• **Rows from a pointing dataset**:
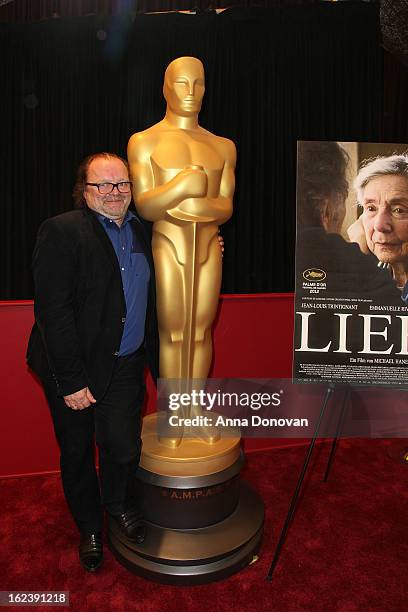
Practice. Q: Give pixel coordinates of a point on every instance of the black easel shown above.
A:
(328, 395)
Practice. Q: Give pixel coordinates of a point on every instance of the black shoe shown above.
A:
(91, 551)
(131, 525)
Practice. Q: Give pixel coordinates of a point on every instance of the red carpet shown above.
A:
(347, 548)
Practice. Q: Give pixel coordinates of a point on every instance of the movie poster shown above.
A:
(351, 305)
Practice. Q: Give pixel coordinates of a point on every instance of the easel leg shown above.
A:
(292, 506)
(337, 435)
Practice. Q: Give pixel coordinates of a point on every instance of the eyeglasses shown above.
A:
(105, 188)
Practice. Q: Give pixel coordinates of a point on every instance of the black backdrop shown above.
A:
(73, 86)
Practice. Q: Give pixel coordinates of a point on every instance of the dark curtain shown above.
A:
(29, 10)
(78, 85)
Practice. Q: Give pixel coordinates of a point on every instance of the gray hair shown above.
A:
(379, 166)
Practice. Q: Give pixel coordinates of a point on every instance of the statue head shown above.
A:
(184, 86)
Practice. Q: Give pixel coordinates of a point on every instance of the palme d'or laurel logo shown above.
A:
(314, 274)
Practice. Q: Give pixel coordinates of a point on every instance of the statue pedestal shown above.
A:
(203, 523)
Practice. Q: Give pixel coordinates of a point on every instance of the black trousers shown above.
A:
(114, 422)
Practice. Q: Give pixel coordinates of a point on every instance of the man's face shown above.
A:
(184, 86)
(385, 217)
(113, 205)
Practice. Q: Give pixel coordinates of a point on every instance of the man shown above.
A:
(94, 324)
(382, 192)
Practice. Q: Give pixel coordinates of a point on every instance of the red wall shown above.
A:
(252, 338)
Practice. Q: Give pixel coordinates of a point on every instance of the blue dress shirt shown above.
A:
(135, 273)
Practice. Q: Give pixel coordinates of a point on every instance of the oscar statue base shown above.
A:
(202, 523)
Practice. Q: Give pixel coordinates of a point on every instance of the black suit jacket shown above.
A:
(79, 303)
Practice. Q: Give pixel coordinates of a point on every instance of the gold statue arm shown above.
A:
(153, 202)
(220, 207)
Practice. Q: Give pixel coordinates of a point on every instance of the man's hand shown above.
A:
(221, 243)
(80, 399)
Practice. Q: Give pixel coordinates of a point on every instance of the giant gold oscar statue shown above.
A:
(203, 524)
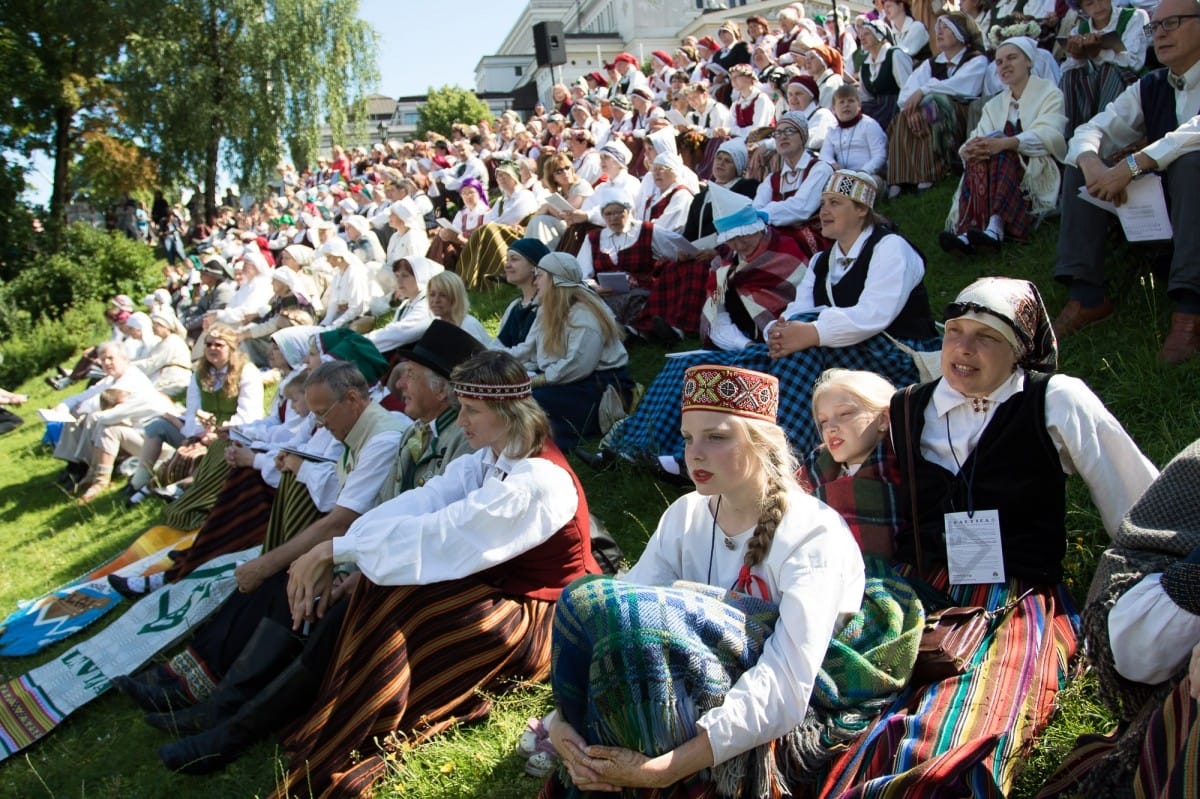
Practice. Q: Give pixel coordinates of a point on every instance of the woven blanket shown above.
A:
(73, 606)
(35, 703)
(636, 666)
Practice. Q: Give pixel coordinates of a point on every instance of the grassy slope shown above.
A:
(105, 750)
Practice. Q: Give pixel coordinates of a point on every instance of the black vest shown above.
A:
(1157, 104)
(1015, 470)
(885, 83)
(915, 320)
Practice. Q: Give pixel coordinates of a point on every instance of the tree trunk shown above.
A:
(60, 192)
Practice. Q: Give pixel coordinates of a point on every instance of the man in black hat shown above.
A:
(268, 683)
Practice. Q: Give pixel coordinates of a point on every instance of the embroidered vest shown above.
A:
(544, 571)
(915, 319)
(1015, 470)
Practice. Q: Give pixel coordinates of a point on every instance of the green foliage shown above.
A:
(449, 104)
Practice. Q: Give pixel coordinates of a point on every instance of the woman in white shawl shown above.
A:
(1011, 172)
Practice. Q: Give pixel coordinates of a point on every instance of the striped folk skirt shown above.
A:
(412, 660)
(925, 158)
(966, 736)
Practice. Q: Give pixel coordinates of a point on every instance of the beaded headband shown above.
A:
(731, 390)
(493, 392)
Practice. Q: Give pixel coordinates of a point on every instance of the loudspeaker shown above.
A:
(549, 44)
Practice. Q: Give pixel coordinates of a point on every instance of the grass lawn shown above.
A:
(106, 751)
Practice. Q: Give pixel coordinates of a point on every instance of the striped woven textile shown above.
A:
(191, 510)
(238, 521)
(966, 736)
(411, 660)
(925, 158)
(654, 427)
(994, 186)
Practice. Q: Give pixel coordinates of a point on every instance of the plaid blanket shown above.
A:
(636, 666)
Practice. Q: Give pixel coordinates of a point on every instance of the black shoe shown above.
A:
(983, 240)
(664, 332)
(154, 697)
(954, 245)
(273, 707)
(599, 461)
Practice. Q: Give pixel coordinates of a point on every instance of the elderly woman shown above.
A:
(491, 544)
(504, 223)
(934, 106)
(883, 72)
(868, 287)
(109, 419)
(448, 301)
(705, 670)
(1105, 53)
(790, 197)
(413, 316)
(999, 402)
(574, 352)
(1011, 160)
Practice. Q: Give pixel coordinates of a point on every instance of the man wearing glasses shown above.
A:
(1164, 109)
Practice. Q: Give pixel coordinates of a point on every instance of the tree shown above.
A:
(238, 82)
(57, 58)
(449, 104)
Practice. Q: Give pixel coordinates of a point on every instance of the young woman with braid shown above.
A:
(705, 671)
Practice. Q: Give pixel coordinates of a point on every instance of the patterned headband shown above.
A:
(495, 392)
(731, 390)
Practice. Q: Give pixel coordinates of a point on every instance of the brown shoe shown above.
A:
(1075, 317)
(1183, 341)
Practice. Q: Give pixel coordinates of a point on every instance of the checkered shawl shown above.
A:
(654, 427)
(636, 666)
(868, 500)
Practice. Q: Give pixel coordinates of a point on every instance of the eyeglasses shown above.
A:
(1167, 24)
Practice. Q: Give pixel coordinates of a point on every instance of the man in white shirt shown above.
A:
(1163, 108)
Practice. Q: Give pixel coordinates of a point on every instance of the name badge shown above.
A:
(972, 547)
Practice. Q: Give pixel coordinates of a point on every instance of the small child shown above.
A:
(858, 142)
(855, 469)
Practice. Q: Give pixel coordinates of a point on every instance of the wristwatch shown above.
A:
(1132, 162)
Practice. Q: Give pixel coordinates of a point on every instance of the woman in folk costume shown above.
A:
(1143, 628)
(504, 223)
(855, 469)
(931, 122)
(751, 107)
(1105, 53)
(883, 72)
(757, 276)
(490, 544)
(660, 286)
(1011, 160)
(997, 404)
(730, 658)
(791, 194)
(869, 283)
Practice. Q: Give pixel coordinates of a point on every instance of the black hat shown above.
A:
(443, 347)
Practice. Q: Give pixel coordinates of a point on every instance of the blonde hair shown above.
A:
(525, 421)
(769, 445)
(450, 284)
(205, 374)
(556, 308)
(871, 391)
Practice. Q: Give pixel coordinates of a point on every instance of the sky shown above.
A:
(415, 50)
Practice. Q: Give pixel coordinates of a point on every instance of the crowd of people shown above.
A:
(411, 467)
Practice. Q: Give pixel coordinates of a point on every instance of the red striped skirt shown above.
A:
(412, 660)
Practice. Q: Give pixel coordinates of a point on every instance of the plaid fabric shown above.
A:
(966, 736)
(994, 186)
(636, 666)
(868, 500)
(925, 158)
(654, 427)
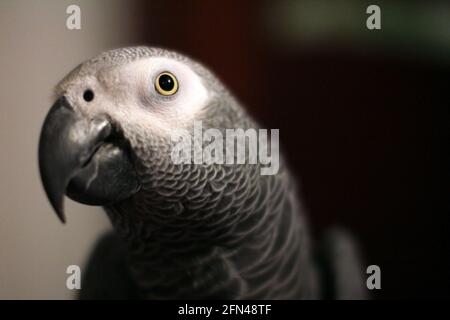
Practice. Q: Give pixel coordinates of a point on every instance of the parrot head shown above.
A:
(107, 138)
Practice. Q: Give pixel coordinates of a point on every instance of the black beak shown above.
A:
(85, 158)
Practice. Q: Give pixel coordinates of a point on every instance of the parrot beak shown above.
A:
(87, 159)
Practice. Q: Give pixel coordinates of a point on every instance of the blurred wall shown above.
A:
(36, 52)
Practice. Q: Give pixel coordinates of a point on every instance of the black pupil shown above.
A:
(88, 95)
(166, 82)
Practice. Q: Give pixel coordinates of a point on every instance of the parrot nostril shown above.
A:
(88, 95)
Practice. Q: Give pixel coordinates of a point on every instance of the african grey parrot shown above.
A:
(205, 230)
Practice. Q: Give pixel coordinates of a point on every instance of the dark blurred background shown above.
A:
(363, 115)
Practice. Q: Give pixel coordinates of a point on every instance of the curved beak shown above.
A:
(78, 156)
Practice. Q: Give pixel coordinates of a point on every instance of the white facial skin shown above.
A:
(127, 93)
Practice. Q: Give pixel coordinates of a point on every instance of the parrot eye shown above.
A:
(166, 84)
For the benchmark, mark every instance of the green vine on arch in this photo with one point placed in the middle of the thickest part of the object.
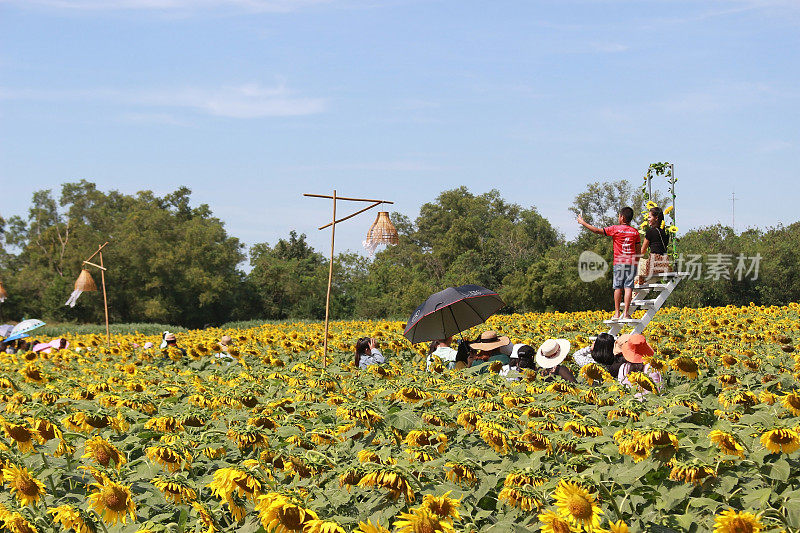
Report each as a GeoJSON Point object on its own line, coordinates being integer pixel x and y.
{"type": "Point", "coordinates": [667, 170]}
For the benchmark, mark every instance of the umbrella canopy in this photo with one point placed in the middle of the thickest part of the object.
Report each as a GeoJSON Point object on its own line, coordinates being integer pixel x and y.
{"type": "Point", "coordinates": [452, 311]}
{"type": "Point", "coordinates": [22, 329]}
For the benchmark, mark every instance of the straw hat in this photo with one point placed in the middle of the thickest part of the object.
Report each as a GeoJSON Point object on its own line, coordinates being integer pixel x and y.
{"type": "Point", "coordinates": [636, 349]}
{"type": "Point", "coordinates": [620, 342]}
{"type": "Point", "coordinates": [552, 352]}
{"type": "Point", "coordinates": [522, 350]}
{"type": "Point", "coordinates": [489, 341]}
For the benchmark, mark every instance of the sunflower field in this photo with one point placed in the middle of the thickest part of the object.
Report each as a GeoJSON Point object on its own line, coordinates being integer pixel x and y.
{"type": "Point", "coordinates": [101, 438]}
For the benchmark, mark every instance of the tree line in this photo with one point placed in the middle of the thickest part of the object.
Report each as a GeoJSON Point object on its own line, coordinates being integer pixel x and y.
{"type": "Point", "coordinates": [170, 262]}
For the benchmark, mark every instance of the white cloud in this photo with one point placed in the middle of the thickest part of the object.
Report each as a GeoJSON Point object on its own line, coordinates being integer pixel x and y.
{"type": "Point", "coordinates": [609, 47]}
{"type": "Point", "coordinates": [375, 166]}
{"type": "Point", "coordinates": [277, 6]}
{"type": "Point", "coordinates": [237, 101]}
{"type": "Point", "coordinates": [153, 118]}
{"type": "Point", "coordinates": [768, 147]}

• **DESCRIPTION OF THE TASK**:
Look above for the line containing "For the benchmark, mark every instance of the white", then transcribe it and all lines after it through the last, exactly and with nothing else.

• **WRITTEN REPLY**:
For the benchmark, mark every instance of the white cloud in this photo with one point placed in the middle of the thickest part of the object.
Report each as a GeoJSON Point object on its own line, coordinates being integer pixel x and y.
{"type": "Point", "coordinates": [609, 47]}
{"type": "Point", "coordinates": [375, 166]}
{"type": "Point", "coordinates": [277, 6]}
{"type": "Point", "coordinates": [237, 101]}
{"type": "Point", "coordinates": [153, 118]}
{"type": "Point", "coordinates": [768, 147]}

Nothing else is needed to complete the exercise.